== Segment start ==
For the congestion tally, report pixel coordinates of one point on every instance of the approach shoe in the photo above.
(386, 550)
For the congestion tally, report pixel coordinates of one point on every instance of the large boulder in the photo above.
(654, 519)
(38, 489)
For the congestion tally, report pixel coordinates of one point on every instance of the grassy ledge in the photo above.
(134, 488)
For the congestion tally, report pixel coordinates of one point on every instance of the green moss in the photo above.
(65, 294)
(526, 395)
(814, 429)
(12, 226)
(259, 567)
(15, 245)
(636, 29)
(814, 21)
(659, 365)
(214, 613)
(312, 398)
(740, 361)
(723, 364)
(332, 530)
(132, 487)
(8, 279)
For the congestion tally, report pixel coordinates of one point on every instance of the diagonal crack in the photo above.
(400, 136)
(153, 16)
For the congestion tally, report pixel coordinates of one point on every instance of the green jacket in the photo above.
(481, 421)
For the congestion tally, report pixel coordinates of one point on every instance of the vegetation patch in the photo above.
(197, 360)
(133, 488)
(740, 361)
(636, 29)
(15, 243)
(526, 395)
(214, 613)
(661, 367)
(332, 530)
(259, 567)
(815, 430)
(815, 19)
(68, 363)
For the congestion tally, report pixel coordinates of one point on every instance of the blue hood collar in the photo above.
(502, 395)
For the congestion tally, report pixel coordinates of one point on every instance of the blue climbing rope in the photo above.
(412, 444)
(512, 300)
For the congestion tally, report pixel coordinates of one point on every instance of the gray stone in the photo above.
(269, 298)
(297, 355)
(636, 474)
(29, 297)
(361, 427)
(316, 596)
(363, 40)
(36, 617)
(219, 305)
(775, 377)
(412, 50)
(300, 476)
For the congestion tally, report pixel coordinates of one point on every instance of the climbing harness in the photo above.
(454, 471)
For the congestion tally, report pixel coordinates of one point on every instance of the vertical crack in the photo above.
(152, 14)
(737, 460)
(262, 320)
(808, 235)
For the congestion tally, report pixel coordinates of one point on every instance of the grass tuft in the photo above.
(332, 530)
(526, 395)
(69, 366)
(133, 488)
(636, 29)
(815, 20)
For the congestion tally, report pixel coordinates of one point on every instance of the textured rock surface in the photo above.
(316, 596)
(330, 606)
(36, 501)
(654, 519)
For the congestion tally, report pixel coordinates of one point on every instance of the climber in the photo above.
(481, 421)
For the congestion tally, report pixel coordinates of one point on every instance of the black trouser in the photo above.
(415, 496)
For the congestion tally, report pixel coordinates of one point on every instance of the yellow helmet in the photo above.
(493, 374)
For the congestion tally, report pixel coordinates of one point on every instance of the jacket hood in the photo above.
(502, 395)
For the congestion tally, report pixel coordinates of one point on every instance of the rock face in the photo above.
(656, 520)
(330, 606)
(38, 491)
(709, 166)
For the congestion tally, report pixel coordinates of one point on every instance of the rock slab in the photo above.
== Segment end ==
* _Problem_
Could you please repeat the data exactly as given?

* _Exercise solution_
For the congestion tally, report pixel coordinates of one point on every instance of the approach shoe in the photo above.
(386, 550)
For the congestion tally, report pixel coordinates of one point on every instance of the large boulder in the photo above.
(654, 519)
(38, 489)
For the congestion tally, report pixel coordinates of one point on every instance of the grassy ledge in the photo above.
(134, 488)
For the congestion tally, report pixel coordinates of one point on every instance of the green moss in the photo above.
(65, 294)
(526, 395)
(814, 429)
(12, 226)
(259, 567)
(15, 245)
(636, 29)
(814, 21)
(659, 365)
(214, 613)
(312, 398)
(740, 361)
(723, 364)
(332, 530)
(132, 487)
(8, 279)
For the congestion tally, report pixel coordinates of one point on every instance of the diagonal crack in the photo above.
(400, 136)
(153, 16)
For the congestion tally, report pixel coordinates of one point on every instance of the green jacket in the photo above.
(481, 421)
For the congestion tally, report pixel coordinates of one point on every instance of the vegetation patch in the photo above.
(197, 360)
(133, 488)
(740, 361)
(636, 29)
(15, 243)
(526, 395)
(214, 613)
(661, 367)
(332, 530)
(259, 567)
(815, 430)
(815, 19)
(68, 363)
For the congestion tally, report pixel coordinates of one point on every instance of the blue hood collar in the photo above.
(502, 395)
For the congestion tally, report pixel coordinates of one point on every instance of the blue climbing rope in the photo above.
(412, 444)
(512, 300)
For the congestion tally, report pixel coordinates of one point on every instance of the gray stone in the photo above.
(269, 298)
(297, 355)
(636, 474)
(29, 297)
(361, 427)
(316, 596)
(363, 40)
(36, 617)
(219, 305)
(775, 377)
(412, 50)
(300, 476)
For the congestion tally, report pixel coordinates of one point on every instance of the climbing harness in the photo above.
(454, 471)
For the congestion tally, report pixel coordinates of one point on every instance of the vertical crack in the photo above.
(152, 14)
(737, 460)
(262, 320)
(808, 235)
For the congestion tally, report pixel coordinates of one point on every instance of the grass tuft in the photo above.
(332, 530)
(526, 395)
(69, 366)
(133, 488)
(636, 29)
(815, 20)
For the congestion tally, report pixel coordinates of one point on every instance of the textured rock surface in the photo above.
(316, 596)
(330, 606)
(36, 501)
(654, 519)
For the congestion tally, report pixel coordinates of one point on every instance of the climber in the photo above.
(481, 421)
For the congestion tally, report pixel coordinates of one point on every instance of the black trouser in the photo above.
(415, 496)
For the congestion tally, report pixel coordinates of one point on every instance of the yellow helmet in the photo above.
(493, 374)
For the congestion tally, report pixel coordinates of one point on every instance of the jacket hood in the photo above.
(502, 395)
For the congestion tally, report pixel coordinates of one point on every instance of the rock face in the photo above.
(656, 520)
(330, 606)
(38, 491)
(709, 166)
For the congestion tally, report pixel coordinates of one point on every instance of the rock slab in the photo above.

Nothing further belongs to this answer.